• _Required actions_:
A) Retype the BIP-0119 diff from "-Covenants are restrictions" through "can be transferred.", inclusive, with no changes.
B) Write what comes next in the BIP-0119 diff, picking up after its last line.

• _Document segment_:

----------------------------------------

1 files changed, 131 insertions, 43 deletions

diff --git a/bip-0119.mediawiki b/bip-0119.mediawiki
index e59987f..7f5159c 100644
--- a/bip-0119.mediawiki
+++ b/bip-0119.mediawiki
@@ -39,9 +39,12 @@ The recommended standardness rules additionally:
 
 ==Motivation==
 
-Covenants are restrictions on how a coin may be spent beyond key ownership. Covenants can be useful
-to construct smart contracts. As covenants are complex to implement and risk of introducing
-fungibility discriminants they have not been seriously considered for inclusion in Bitcoin.
+Covenants are restrictions on how a coin may be spent beyond key ownership. This is a general
+definition based on the legal definition which even simple scripts using CSV would satisfy.
+Covenants in Bitcoin transactions usually refer to restrictions on where coins can be transferred.
+Covenants can be useful to construct smart contracts. As covenants are complex to implement
+and risk of introducing fungibility discriminants they have not been seriously considered for
+inclusion in Bitcoin.
 
 This BIP introduces a simple covenant called a *template* which enables a limited set of highly
 valuable use cases without significant risk.

----------------------------------------

[Dataset records]
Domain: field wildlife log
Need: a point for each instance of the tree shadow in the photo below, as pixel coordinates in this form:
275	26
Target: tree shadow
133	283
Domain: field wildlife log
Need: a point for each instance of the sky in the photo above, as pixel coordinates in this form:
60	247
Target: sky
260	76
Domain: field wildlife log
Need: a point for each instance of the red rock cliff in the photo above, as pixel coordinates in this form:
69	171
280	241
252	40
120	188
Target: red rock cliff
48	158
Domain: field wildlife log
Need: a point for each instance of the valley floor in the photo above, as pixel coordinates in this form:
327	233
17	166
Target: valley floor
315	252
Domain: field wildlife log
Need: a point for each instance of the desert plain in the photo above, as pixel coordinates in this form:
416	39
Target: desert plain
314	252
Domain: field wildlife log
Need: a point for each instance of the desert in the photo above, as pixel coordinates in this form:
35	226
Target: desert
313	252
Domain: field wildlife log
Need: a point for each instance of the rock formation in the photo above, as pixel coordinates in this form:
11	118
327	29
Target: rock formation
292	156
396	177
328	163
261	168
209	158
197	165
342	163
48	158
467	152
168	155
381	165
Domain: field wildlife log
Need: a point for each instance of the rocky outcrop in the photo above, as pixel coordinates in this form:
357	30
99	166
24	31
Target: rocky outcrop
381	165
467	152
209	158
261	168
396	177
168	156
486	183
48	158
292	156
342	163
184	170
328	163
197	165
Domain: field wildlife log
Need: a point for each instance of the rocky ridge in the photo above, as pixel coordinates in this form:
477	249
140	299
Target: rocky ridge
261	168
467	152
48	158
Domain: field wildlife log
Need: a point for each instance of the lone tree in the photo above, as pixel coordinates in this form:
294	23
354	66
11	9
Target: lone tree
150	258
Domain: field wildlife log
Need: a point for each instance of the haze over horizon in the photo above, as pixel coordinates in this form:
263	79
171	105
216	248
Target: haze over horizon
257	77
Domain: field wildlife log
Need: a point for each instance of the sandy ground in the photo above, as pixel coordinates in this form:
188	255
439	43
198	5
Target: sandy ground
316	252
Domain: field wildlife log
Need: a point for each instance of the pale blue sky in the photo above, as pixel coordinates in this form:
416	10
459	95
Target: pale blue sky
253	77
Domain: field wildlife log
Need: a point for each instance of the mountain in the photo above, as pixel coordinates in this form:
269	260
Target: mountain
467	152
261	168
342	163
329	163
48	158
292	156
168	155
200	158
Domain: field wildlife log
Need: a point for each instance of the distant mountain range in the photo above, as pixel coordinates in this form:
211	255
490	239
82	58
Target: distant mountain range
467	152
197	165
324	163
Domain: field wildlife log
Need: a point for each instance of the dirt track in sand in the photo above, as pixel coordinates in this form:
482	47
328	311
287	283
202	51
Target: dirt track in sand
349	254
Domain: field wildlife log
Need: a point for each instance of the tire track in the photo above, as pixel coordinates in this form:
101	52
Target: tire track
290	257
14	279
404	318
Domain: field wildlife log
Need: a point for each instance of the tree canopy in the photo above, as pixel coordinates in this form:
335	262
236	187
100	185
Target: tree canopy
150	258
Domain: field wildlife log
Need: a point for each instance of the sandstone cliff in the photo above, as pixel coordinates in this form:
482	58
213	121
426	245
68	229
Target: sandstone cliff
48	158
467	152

----------------------------------------

• _Response list_:
A)
-Covenants are restrictions on how a coin may be spent beyond key ownership. Covenants can be useful
-to construct smart contracts. As covenants are complex to implement and risk of introducing
-fungibility discriminants they have not been seriously considered for inclusion in Bitcoin.
+Covenants are restrictions on how a coin may be spent beyond key ownership. This is a general
+definition based on the legal definition which even simple scripts using CSV would satisfy.
+Covenants in Bitcoin transactions usually refer to restrictions on where coins can be transferred.

B)
@@ -73,9 +76,9 @@ is provided in this BIP's subdirectory.
 
 There are numerous payment channel related uses.
 
-====Channel Factories====
+====Batched Channel Creation====
 
-Using CHECKTEMPLATEVERIFY for Channel Factories is similar to the use for Congestion Control,
+Using CHECKTEMPLATEVERIFY for Batched Channel Creation is similar to the use for Congestion Control,
 except the leaf node transactions are channels instead of plain payments. The channel can be between
 the sender and recipient or a target of recipient's choice. Using an CHECKTEMPLATEVERIFY, the
 recipient may give the sender an address which makes a tree of channels unbeknownst to them.
@@ -111,27 +114,50 @@ sensitivity of the lightning protocol on contested channel close.
 
 ===Wallet Vaults===
 
-When greater security is required for cold storage solutions, there can be
-default script paths that move funds from one target to another target.
-For example, a cold wallet can be set up where one customer support desk can,
+This section will detail two variants of wallet vault that can be built using
+CTV.  Wallet vaults are a useful tool when greater security is required for
+cold storage solutions, providing default transactional paths that move funds
+from one's cold storage to a hot wallet.
+
+One type of cold wallet can be set up such that a customer support desk can,
 without further authorization, move a portion of the funds (using multiple
 pre-set amounts) into a lukewarm wallet operated by an isolated support desk.
 The support desk can then issue some funds to a hot wallet, and send the
 remainder back to cold storage with a similar withdrawal mechanism in place.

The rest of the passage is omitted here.